|Halliburton Announces First Quarter Earnings from Continuing Operations of $0.89 Per Diluted Share, Excluding a Charge Related to the Macondo Well Incident|
Reported income from continuing operations of $0.69 per diluted share
HOUSTON, Apr 18, 2012 (BUSINESS WIRE) --Halliburton (NYSE:HAL) announced today that income from continuing operations for the first quarter of 2012 was $826 million, or $0.89 per diluted share, excluding $300 million ($191 million, after-tax, or $0.20 per diluted share), for an estimated loss contingency related to the Macondo well incident. Income from continuing operations for the first quarter of 2011 was $558 million, or $0.61 per diluted share, excluding a charge of $46 million, after-tax, or $0.05 per diluted share, related primarily to reserving certain assets as a result of political sanctions in Libya.
Reported income from continuing operations for the first quarter of 2012 was $635 million, or $0.69 per diluted share, compared to $512 million, or $0.56 per diluted share, for the first quarter of 2011. Reported net income attributable to company for the first quarter of 2012 was $627 million, or $0.68 per diluted share, compared to $511 million, or $0.56 per diluted share for the first quarter of 2011.
Halliburton's consolidated revenue in the first quarter of 2012 was $6.9 billion, compared to $5.3 billion in the first quarter of 2011. Total operating income was $1.0 billion in the first quarter of 2012, compared to $814 million in the first quarter of 2011. All regions and nearly all product service lines experienced double-digit percentage revenue and operating income growth from the first quarter of 2011.
The $300 million Macondo-related charge represents the amount of probable losses related to the incident that can reasonably be estimated at this time, and may be adjusted in the future as new information and developments become known.

• [Data listing]
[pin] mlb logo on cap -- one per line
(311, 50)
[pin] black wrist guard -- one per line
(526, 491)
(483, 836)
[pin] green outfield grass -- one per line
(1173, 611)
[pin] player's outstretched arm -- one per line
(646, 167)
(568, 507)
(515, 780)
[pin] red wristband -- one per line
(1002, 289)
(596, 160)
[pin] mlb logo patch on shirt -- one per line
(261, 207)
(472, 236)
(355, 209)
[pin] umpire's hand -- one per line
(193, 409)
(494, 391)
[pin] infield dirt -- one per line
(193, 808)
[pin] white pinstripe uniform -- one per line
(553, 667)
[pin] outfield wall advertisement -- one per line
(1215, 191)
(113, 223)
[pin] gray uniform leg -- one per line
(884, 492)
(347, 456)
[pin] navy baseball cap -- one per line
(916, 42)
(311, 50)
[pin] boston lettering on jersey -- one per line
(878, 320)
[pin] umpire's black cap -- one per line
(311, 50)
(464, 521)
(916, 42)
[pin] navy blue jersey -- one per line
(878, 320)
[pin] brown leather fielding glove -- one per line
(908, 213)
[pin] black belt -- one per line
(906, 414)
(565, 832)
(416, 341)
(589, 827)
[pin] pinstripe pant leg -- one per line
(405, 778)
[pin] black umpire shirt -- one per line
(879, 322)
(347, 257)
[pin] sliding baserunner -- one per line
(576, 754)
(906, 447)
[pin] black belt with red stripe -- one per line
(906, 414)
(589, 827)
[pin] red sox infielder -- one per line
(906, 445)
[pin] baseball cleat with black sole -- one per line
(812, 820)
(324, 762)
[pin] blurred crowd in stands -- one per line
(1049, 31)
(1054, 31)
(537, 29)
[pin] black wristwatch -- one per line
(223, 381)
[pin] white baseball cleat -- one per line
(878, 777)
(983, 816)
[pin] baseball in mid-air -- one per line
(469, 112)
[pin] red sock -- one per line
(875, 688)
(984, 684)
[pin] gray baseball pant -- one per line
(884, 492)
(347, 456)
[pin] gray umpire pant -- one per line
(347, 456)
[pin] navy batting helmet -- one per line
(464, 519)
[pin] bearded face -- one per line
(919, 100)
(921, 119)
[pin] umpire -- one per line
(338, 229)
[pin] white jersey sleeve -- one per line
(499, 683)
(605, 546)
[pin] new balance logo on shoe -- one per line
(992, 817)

==

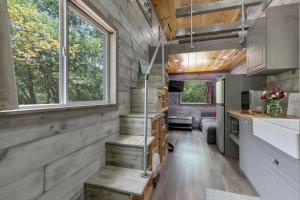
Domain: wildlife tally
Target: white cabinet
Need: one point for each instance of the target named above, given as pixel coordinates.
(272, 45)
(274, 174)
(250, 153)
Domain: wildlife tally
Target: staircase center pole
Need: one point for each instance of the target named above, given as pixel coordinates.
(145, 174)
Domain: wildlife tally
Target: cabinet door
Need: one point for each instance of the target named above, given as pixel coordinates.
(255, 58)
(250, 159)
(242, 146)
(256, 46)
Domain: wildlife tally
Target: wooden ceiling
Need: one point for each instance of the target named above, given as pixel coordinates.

• [Given exercise 1] According to the earnings release, what was Halliburton's consolidated revenue in the first quarter of 2012?
• [Given exercise 2] Quote the earnings release starting with "Reported income from continuing operations for" and going on through "from the first quarter of 2011.".
• [Given exercise 3] Render this sentence from the earnings release in Spanish: "All regions and nearly all product service lines experienced double-digit percentage revenue and operating income growth from the first quarter of 2011."
The lines play no part in this work.

• [Exercise output 1] $6.9 billion

• [Exercise output 2]
Reported income from continuing operations for the first quarter of 2012 was $635 million, or $0.69 per diluted share, compared to $512 million, or $0.56 per diluted share, for the first quarter of 2011. Reported net income attributable to company for the first quarter of 2012 was $627 million, or $0.68 per diluted share, compared to $511 million, or $0.56 per diluted share for the first quarter of 2011.
Halliburton's consolidated revenue in the first quarter of 2012 was $6.9 billion, compared to $5.3 billion in the first quarter of 2011. Total operating income was $1.0 billion in the first quarter of 2012, compared to $814 million in the first quarter of 2011. All regions and nearly all product service lines experienced double-digit percentage revenue and operating income growth from the first quarter of 2011.

• [Exercise output 3] Todas las regiones y casi todas las líneas de productos y servicios registraron un crecimiento porcentual de dos dígitos en los ingresos y en la utilidad operativa respecto del primer trimestre de 2011.